##### Page extract #####

These reading modes bring specific challenges to storage systems:
- Random reads: Including both random large I/O reads and random small I/O reads, these primarily test the storage system's latency and IOPS.
- Sequential reads: These primarily test the storage system's bandwidth.
- Reading a large number of small files: This tests the performance of the storage system's metadata engine and the overall system's IOPS capabilities.
JuiceFS Read Process Analysis
We employ a strategy of file chunking. A file is logically divided into several chunks, each with a fixed size of 64 MB. Each chunk is further subdivided into 4 MB blocks, which are the actual storage units in the object storage. Many performance optimization measures in JuiceFS are closely related to this chunking strategy. Learn more about the JuiceFS storage workflow.
To optimize read performance, we implement several techniques such as readahead, prefetch, and cache.
JuiceFS data storage
Readahead
Readahead is a technique that anticipates future read requests and preloads data from the object storage into memory. It reduces access latency and improves actual I/O concurrency. The figure below shows the read process in a simplified way. The area below the dashed line represents the application layer, while the area above it represents the kernel layer.
JuiceFS data reading workflow
When a user process (the application layer marked in blue in the lower left corner) initiates a system call for file reading and writing, the request first passes through the kernel's virtual file system (VFS), then to the kernel's FUSE module. It communicates with the JuiceFS client process via the /dev/fuse
device.

##### Dataset rows #####

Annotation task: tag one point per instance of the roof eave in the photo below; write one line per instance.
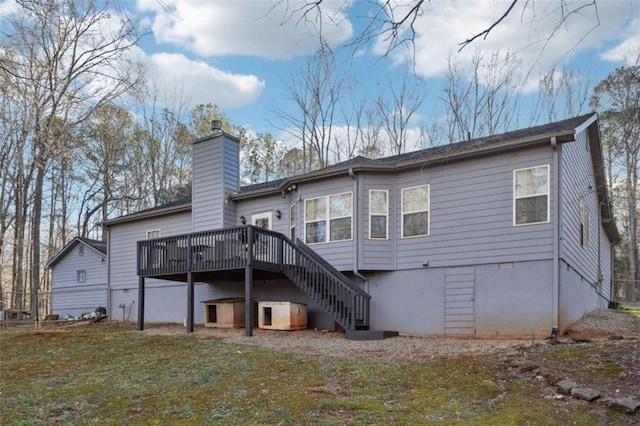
(146, 215)
(66, 249)
(561, 137)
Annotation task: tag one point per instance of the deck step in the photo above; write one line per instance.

#####

# Written tasks
**1.** Rewrite the paragraph of the JuiceFS excerpt that begins "We employ a strategy of file chunking" as a short bulleted list that keeps its main facts.
**2.** Resume the JuiceFS excerpt from its final sentence and carry on the description of the read process.

# Answers to the problems
**1.**
- Each file is logically divided into chunks with a fixed size of 64 MB.
- Each chunk is further subdivided into 4 MB blocks, which are the actual storage units in the object storage.
- Many JuiceFS performance optimizations are closely related to this chunking strategy.

**2.**
The process illustrated in the lower right corner demonstrates the subsequent readahead optimization within JuiceFS. The system introduces sessions to track a series of sequential reads. Each session records the last read offset, the length of sequential reads, and the current readahead window size. This information helps determine if a new read request hits this session and automatically adjusts or moves the readahead window. By maintaining multiple sessions, JuiceFS can efficiently support high-performance concurrent sequential reads.
To enhance the performance of sequential reads, we introduced measures to increase concurrency in the system design. Each block (4 MB) in the readahead window initiates a goroutine to read data. It’s important to note that concurrency is limited by the buffer-size
parameter. With a default setting of 300 MB, the theoretical maximum concurrency for object storage is 75 (300 MB divided by 4 MB). This setting may not suffice for some high-performance scenarios, and users need to adjust this parameter according to their resource configuration and specific requirements. We have tested different parameter settings in subsequent content.
For example, as shown in the second row of the figure below, when the system receives a second sequential read request, it actually initiates a request that includes the readahead window and three consecutive data blocks. According to the readahead settings, the next two requests will directly hit the readahead buffer and be returned immediately.
A simplified example of JuiceFS readahead mechanism
If the first and second requests do not use readahead and directly access object storage, the latency will be high (usually greater than 10 ms). When the latency drops to within 100 microseconds, it indicates that the I/O request successfully used readahead. This means the third and fourth requests directly hit the data preloaded into memory.
Prefetch
Prefetching occurs when a small segment of data is read randomly from a file. We assume that the nearby region might also be read soon. Therefore, the client asynchronously downloads the entire block containing that small data segment.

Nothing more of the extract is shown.